WHAT THE TASK REQUIRES >>
For each line below that contains the word "window", return that line.

DATA SECTION >>
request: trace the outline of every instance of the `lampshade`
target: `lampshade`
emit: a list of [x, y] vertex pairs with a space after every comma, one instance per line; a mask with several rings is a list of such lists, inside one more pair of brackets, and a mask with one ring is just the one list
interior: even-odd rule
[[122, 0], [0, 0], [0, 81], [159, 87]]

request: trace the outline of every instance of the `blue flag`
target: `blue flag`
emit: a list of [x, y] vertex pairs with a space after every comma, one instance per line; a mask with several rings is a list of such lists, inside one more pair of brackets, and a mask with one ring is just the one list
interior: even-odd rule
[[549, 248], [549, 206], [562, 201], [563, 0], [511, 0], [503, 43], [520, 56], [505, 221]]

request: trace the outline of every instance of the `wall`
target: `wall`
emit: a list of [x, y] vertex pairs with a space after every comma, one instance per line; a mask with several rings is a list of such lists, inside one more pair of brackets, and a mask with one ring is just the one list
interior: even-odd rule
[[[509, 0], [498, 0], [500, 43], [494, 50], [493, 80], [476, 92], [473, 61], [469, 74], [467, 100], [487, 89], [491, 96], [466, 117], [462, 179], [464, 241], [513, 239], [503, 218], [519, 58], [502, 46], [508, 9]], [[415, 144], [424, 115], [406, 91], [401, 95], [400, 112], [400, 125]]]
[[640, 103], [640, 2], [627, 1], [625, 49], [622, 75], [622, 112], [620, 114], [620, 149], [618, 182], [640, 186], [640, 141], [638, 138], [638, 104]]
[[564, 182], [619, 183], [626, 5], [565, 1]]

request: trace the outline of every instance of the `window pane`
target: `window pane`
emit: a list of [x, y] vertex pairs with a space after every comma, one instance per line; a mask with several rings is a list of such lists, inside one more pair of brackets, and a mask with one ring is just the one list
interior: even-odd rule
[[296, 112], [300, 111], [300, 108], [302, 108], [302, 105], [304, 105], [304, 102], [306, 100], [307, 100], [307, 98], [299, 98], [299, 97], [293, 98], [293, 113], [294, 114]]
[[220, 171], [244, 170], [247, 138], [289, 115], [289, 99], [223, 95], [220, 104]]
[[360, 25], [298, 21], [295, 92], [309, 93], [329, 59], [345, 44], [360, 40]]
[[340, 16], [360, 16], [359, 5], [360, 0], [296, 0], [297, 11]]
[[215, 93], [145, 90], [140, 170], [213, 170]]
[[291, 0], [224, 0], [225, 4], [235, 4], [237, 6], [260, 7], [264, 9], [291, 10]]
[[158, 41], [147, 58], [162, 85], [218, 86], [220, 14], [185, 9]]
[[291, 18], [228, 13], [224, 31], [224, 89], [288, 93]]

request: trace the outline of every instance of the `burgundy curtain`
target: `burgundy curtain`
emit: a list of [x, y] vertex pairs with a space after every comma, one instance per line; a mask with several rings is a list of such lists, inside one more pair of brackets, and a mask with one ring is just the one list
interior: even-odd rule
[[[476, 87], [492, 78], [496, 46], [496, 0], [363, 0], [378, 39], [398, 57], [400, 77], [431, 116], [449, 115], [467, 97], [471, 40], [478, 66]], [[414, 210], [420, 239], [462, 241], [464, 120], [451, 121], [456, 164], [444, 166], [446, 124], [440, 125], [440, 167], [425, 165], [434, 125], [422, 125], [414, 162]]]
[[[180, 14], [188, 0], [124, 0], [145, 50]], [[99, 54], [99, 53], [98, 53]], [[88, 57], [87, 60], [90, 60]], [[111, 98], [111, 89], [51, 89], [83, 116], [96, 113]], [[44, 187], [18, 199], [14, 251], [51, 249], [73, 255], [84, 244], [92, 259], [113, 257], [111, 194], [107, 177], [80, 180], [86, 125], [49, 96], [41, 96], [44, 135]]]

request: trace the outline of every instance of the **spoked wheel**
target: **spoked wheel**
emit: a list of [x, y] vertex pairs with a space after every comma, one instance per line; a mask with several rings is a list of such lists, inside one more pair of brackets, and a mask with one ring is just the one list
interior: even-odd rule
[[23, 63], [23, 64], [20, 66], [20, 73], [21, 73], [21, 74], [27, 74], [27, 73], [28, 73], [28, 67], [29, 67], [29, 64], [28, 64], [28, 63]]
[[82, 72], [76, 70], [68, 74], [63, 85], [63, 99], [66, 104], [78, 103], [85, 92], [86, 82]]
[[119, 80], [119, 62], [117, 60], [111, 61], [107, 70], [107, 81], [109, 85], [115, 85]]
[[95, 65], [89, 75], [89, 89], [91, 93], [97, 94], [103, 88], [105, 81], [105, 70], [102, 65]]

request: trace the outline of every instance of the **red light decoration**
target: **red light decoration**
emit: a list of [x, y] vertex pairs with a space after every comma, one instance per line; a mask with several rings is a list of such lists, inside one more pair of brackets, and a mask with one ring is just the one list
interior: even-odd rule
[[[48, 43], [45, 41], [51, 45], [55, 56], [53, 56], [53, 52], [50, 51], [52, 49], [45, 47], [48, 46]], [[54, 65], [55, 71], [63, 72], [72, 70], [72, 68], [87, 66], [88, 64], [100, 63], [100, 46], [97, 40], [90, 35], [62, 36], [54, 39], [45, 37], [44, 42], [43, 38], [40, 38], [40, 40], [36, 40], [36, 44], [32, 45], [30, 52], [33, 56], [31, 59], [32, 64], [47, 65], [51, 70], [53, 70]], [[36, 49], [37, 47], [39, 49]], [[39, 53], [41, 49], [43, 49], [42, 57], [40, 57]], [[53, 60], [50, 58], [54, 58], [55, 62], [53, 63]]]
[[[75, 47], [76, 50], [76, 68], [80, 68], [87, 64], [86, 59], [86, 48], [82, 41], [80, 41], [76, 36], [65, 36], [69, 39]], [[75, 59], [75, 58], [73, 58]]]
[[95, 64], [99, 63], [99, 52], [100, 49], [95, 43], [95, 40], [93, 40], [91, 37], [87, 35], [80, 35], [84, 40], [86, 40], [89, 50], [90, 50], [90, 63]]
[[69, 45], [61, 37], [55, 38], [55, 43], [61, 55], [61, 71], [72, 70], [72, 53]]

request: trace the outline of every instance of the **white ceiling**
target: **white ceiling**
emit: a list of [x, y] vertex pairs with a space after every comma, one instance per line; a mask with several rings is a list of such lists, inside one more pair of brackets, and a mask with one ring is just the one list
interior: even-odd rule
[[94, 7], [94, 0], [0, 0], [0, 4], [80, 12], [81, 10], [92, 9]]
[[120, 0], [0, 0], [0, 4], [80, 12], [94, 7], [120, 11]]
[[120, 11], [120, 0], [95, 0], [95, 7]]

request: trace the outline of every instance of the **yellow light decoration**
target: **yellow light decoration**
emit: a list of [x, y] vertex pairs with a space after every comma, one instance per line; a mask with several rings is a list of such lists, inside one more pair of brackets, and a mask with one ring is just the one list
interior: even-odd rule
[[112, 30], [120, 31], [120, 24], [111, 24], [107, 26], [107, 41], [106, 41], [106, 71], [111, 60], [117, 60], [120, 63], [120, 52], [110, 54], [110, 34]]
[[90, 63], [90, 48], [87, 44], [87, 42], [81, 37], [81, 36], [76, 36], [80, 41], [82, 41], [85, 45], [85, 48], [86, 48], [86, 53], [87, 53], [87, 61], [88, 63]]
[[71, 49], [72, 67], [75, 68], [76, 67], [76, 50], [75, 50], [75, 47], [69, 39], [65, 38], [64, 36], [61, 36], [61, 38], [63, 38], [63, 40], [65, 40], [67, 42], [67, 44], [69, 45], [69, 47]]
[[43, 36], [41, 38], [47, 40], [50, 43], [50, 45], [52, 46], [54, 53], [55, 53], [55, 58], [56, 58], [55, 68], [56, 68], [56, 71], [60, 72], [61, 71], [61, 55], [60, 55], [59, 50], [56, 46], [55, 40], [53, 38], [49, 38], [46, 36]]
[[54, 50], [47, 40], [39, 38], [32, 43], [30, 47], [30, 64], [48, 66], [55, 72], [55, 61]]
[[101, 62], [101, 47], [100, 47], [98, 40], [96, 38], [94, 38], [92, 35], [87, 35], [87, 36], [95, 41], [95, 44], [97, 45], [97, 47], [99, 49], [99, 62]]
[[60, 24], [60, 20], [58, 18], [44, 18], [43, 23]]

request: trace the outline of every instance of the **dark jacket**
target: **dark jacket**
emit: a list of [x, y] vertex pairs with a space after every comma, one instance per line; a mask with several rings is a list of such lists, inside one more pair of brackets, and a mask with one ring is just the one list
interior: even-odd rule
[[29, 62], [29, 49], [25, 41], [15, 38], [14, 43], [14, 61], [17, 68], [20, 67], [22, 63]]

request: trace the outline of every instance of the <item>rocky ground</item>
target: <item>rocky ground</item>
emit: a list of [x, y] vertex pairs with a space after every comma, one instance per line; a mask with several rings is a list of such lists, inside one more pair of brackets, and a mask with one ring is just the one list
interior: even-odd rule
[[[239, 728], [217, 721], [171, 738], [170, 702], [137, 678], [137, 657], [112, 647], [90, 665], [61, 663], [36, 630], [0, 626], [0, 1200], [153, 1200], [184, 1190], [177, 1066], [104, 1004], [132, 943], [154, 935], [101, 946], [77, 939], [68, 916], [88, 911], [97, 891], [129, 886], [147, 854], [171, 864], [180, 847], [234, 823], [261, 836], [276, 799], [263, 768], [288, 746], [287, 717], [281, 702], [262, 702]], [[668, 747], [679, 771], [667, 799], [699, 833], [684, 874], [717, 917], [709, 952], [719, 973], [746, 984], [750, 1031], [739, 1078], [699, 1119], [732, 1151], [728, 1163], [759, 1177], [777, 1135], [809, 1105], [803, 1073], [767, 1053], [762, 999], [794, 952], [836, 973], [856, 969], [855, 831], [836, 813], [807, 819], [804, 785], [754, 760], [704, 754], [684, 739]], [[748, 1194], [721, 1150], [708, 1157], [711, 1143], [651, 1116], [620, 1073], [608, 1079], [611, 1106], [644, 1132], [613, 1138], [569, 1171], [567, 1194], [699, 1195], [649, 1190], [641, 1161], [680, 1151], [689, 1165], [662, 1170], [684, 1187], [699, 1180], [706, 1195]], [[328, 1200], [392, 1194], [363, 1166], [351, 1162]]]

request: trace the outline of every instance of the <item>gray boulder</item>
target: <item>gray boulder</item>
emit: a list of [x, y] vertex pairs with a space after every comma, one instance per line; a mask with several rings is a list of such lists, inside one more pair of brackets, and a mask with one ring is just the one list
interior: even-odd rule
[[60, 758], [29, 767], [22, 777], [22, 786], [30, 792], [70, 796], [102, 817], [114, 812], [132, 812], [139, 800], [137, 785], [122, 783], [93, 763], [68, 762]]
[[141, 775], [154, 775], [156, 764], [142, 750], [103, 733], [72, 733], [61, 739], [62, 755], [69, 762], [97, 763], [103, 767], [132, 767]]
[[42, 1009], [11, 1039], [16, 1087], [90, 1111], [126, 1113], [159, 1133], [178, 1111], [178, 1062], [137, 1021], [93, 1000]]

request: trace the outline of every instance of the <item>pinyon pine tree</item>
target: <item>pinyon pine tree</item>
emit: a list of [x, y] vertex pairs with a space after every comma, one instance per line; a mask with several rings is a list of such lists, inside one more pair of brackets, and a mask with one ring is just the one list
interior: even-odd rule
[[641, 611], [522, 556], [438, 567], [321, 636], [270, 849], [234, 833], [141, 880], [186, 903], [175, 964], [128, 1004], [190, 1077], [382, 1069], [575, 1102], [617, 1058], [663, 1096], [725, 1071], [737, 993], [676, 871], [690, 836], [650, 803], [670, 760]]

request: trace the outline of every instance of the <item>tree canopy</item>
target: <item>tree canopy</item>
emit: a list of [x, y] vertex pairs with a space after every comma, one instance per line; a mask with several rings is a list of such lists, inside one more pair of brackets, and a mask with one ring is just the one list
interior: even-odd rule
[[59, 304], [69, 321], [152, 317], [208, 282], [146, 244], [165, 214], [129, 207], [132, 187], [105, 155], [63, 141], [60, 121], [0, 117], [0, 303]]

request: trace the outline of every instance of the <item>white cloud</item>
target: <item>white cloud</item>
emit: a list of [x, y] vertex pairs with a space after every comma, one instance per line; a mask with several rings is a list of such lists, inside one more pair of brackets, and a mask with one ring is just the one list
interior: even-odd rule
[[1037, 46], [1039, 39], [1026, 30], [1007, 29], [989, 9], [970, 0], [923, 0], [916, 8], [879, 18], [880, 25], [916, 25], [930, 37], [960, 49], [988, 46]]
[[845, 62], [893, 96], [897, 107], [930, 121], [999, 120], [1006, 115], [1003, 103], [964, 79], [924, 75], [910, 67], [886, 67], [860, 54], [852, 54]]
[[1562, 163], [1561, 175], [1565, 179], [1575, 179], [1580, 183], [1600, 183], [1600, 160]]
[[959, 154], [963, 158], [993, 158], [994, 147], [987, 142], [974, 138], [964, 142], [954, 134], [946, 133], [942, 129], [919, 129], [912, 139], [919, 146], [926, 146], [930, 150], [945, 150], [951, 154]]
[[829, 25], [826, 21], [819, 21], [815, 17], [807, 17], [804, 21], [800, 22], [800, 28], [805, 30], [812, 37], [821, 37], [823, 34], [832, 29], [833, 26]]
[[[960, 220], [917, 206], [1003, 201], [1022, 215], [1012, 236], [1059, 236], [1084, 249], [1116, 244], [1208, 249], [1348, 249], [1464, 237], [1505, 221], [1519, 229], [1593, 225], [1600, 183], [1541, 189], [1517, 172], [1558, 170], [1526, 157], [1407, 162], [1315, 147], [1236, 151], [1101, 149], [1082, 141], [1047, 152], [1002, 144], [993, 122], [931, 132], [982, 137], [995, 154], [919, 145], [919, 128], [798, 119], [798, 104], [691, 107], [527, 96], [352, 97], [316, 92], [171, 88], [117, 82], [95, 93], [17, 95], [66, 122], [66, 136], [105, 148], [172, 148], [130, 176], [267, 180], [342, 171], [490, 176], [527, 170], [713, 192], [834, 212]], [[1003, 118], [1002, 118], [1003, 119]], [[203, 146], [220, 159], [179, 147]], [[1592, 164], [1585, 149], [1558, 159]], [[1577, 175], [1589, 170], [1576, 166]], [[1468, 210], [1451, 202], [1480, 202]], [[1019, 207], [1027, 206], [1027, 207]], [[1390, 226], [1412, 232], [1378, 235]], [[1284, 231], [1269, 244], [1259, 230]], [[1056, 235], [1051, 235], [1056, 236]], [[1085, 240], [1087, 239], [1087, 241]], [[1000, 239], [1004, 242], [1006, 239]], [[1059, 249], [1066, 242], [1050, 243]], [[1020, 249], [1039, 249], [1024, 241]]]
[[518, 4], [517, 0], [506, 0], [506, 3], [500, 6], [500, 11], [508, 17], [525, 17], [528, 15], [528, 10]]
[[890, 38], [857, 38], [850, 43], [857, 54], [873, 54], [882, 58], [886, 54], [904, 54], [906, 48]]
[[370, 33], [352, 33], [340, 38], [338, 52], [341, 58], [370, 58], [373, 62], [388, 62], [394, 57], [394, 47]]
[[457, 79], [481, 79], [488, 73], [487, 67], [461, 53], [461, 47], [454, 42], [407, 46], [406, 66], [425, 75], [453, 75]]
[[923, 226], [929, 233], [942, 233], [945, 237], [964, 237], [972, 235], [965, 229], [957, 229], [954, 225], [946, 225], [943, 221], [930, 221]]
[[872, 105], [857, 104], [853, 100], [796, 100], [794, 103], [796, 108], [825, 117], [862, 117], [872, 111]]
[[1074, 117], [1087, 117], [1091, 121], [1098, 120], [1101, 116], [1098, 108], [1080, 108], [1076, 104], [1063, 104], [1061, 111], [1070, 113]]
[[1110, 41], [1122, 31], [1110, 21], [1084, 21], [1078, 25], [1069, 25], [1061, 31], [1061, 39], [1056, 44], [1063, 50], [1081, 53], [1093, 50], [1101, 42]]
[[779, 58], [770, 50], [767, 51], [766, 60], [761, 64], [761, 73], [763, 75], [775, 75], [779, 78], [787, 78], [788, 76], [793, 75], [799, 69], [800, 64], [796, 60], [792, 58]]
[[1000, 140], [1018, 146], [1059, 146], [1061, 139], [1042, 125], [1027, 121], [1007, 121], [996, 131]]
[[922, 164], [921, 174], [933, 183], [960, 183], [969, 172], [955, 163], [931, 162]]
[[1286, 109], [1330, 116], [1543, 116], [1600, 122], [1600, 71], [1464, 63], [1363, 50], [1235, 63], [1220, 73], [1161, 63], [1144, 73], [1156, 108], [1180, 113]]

TASK SOLUTION >>
request: trace the outline of every instance of the `window pane`
target: `window pane`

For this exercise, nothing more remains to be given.